Records drawn from a dataset:
- - - - -

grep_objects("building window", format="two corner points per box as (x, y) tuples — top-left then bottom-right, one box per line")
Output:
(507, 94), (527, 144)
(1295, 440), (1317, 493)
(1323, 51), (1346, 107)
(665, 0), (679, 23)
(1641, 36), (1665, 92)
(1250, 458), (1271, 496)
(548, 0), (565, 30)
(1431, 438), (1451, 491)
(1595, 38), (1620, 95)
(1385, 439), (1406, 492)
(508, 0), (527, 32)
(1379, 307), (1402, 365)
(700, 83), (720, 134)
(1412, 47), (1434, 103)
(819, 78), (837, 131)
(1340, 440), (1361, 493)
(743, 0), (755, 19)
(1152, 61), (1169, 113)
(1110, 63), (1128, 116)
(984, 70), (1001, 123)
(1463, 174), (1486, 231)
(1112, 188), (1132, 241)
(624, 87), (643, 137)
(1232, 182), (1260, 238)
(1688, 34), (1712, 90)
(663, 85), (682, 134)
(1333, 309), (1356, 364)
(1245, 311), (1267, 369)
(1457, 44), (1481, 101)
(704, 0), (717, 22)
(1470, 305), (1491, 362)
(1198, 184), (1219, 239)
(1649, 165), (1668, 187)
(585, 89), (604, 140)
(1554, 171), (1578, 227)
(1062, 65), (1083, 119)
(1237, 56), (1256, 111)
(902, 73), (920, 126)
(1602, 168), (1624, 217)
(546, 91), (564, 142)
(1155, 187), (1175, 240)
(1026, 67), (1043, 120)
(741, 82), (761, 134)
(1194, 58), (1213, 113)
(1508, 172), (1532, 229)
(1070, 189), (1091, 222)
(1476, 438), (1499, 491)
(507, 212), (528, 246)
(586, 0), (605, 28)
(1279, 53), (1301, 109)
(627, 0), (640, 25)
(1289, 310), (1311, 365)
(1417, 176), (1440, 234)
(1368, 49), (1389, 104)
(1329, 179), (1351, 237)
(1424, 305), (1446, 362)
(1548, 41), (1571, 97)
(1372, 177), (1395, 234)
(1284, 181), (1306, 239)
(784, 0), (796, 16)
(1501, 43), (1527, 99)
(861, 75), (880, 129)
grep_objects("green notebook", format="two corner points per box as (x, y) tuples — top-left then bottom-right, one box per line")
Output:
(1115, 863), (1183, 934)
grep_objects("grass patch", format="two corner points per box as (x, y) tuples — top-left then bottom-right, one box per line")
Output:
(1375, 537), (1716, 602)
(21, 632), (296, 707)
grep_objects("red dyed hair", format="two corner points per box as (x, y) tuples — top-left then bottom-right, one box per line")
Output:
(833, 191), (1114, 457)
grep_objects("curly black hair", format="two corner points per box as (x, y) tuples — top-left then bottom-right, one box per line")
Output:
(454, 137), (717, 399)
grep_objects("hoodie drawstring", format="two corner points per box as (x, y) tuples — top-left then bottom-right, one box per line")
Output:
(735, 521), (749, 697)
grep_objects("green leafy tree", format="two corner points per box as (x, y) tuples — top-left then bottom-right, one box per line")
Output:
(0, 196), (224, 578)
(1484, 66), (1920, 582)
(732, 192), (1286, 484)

- - - - -

Your instructions:
When a line in the records above holds "green", that line is to be reported.

Your response:
grep_objects("green notebook", format="two corner points per box as (x, y) tuples — top-left then bottom-right, one box per line")
grep_objects("green leafy tree", format="two corner points per box as (x, y) tuples — top-left then bottom-right, one box per line")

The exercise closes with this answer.